#### Problem 1:
In the page on data and dependencies, what relationship arises when Kernel A writes to the data and Kernel B then reads from and writes to it?

#### Reading passage:
---+---

## Data and Dependencies
## Learning Objectives * Learn about how to create dependencies between kernel functions * Learn about how to move data between the host and device(s) * Learn about the differences between the buffer/accessor and USM data management models * Learn how to represent basic data flow graphs
#### Access/buffer and USM
There are two ways to move data and create dependencies between kernel functions in SYCL
Buffer/accessor data movement model
* Data dependencies analysis * Implicit data movement
USM data movement model
* Manual chaining of dependencies * Explicit data movement
#### Creating dependencies
![SYCL](../common-revealjs/images/data_dependency.png "SYCL")
* Kernel A first writes to the data * Kernel B then reads from and writes to the data * This creates a read-after-write (RAW) relationship * There must be a dependency created between Kernel A and Kernel B
#### Moving data
![SYCL](../common-revealjs/images/data_movement.png "SYCL")
* Here both kernel functions are enqueued to the same device, in this case a GPU * The data must be copied to the GPU before the Kernel A is executed * The data must remain on the GPU for Kernel B to be executed * The data must be copied back to the host after Kernel B has executed
#### Data flow
![SYCL](../common-revealjs/images/data_flow.png "SYCL")

---+---

#### Data extract:
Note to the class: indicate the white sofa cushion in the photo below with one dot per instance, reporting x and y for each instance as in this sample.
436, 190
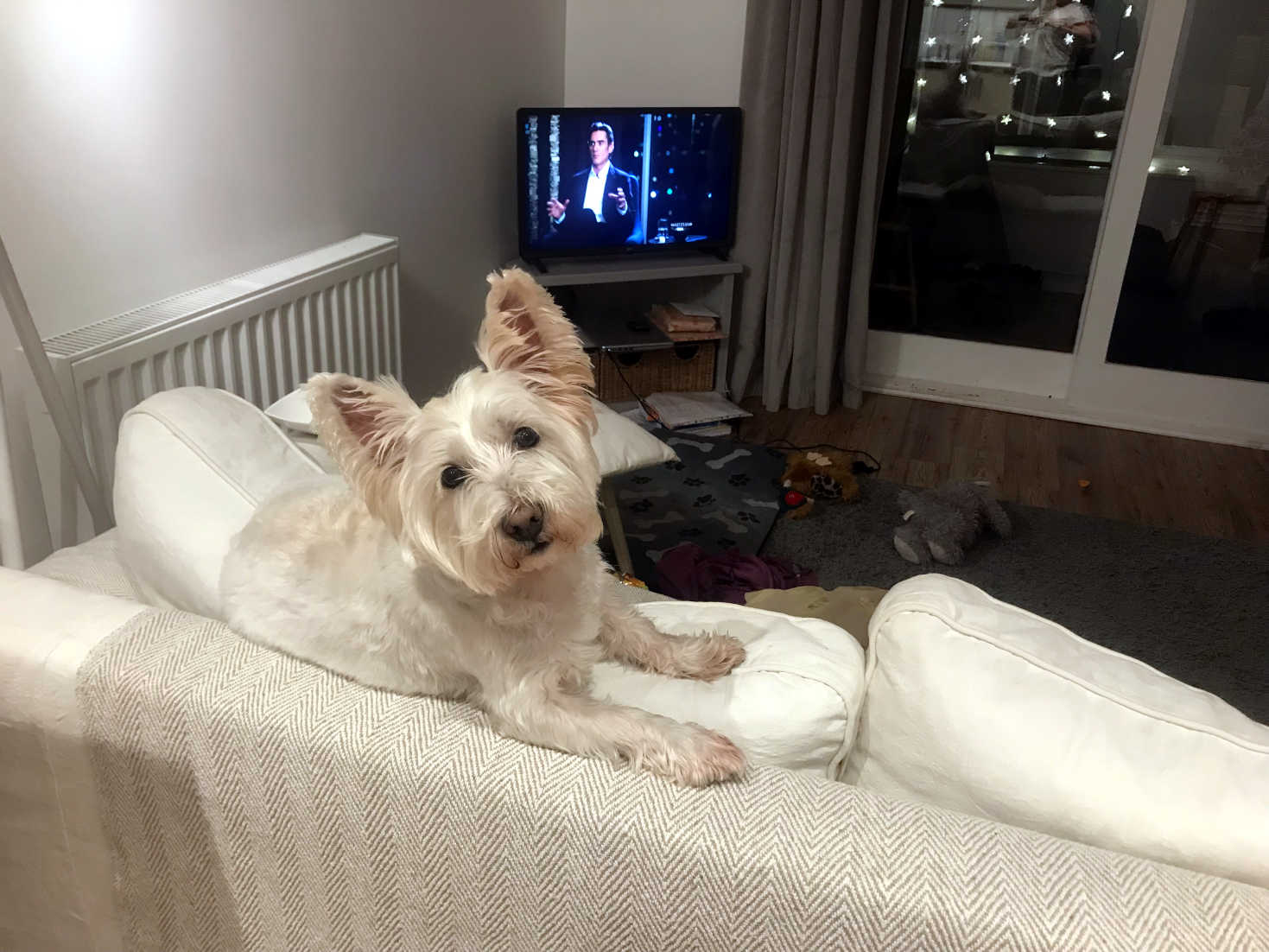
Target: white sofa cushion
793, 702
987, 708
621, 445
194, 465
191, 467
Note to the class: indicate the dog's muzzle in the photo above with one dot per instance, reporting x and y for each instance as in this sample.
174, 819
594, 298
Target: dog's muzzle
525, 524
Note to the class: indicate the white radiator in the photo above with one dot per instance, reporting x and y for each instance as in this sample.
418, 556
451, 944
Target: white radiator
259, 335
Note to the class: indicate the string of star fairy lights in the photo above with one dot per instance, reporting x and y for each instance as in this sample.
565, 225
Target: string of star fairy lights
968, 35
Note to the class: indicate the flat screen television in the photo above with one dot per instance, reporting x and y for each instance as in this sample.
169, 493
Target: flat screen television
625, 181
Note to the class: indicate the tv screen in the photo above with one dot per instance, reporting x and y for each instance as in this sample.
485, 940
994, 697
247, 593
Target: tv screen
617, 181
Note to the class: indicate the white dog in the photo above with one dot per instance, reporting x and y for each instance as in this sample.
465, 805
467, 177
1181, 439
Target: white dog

---+---

#### Problem 2:
Convert the listing that follows the page on data and dependencies into a Markdown table with the columns "No." and "Line", one numbered row per line. Skip blank lines and leave the pictures out.

#### Full answer 1:
A read-after-write (RAW) relationship.

#### Full answer 2:
| No. | Line |
|---|---|
| 1 | Note to the class: indicate the white sofa cushion in the photo below with one dot per instance, reporting x and y for each instance as in this sample. |
| 2 | 436, 190 |
| 3 | Target: white sofa cushion |
| 4 | 793, 702 |
| 5 | 987, 708 |
| 6 | 621, 445 |
| 7 | 194, 465 |
| 8 | 191, 467 |
| 9 | Note to the class: indicate the dog's muzzle in the photo above with one dot per instance, reporting x and y for each instance as in this sample. |
| 10 | 174, 819 |
| 11 | 594, 298 |
| 12 | Target: dog's muzzle |
| 13 | 525, 524 |
| 14 | Note to the class: indicate the white radiator in the photo above with one dot per instance, reporting x and y for each instance as in this sample. |
| 15 | 418, 556 |
| 16 | 451, 944 |
| 17 | Target: white radiator |
| 18 | 259, 335 |
| 19 | Note to the class: indicate the string of star fairy lights in the photo above with one dot per instance, reporting x and y for each instance as in this sample. |
| 20 | 565, 225 |
| 21 | Target: string of star fairy lights |
| 22 | 968, 35 |
| 23 | Note to the class: indicate the flat screen television in the photo above with one dot per instance, reporting x and y for each instance as in this sample. |
| 24 | 169, 493 |
| 25 | Target: flat screen television |
| 26 | 625, 181 |
| 27 | Note to the class: indicate the tv screen in the photo above with one dot per instance, reporting x and y for each instance as in this sample. |
| 28 | 485, 940 |
| 29 | 994, 697 |
| 30 | 247, 593 |
| 31 | Target: tv screen |
| 32 | 617, 181 |
| 33 | Note to the class: indicate the white dog in the photo above with one dot per instance, reporting x and y for each instance as in this sample. |
| 34 | 465, 805 |
| 35 | 467, 177 |
| 36 | 1181, 439 |
| 37 | Target: white dog |